* _YOUR TASK_
If a line contains "sample = <point>259,174</point>", it is the last one to write out; begin with the first line of the records and copy each exactly.

(Dataset entries)
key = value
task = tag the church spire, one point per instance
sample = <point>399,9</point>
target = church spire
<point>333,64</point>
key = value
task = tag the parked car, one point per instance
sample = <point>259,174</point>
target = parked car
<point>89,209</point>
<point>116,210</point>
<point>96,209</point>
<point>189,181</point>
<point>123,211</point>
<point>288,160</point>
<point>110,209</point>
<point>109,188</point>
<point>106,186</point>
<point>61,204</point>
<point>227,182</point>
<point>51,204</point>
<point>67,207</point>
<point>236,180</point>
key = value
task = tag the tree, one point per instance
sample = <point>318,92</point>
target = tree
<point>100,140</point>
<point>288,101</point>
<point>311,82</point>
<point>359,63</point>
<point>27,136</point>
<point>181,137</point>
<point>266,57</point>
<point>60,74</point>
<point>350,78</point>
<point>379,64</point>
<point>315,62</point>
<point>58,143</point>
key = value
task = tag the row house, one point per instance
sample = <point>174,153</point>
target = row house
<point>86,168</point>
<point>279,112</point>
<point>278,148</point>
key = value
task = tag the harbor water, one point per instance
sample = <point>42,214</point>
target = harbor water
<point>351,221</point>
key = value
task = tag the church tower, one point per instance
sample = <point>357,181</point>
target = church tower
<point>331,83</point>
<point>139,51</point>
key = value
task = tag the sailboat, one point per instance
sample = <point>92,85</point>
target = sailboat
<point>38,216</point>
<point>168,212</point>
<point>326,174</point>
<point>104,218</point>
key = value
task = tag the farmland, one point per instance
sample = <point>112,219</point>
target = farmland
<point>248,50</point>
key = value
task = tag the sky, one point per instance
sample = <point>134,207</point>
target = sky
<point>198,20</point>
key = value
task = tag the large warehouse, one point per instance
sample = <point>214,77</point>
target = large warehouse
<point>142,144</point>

* _PROBLEM SOLUTION_
key = value
task = tag the church spire, one point per instance
sample = <point>399,9</point>
target = church spire
<point>333,64</point>
key = value
task = tag the parked car, one point per instance
sample = <point>259,174</point>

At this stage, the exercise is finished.